» Task details:
Pick each line that has "broom" out of the records.

###

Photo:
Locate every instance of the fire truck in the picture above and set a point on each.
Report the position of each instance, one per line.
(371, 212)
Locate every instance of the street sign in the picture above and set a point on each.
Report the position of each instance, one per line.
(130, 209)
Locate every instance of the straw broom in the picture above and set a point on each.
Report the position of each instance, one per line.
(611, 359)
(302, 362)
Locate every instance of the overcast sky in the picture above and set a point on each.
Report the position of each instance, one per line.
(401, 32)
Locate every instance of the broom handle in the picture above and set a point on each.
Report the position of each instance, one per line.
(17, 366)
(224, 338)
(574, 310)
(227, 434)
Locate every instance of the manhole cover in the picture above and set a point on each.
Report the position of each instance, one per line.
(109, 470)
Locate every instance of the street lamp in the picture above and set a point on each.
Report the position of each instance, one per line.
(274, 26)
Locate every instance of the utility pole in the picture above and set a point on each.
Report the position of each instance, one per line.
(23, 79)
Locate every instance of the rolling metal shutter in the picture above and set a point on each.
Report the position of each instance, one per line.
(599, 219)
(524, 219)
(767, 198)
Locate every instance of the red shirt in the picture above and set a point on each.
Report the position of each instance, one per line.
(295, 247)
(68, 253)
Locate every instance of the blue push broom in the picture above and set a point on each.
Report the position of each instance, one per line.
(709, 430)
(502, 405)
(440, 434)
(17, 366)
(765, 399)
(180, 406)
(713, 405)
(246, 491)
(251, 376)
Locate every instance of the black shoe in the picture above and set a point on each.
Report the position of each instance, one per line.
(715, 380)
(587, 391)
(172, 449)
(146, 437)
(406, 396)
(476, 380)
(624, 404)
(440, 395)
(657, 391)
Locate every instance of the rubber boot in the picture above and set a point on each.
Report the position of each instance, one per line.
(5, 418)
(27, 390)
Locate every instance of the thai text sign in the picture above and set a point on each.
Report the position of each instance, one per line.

###

» Exercise solution:
Locate every instance of the straw broom in the picture above and set a point on each.
Locate every instance of the broom handle in the picture above and set a point on each.
Locate every instance of the blue push broom in the picture above and set a point on each.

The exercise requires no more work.